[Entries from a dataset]
____________
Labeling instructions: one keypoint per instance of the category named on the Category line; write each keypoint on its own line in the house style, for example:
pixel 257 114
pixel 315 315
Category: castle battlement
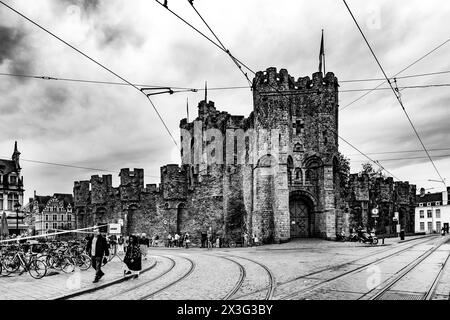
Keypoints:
pixel 271 80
____________
_GOAL_:
Change "castle battlement" to "stone turret" throughout the data above and write out all of its lines again with nothing else altered, leaving out the pictures.

_REPLY_:
Labeling instructions: one keypoint per instance of the category named on the Category line; write each keypoint on its own line in the house style, for example:
pixel 257 114
pixel 315 315
Category: stone turret
Keypoints:
pixel 271 80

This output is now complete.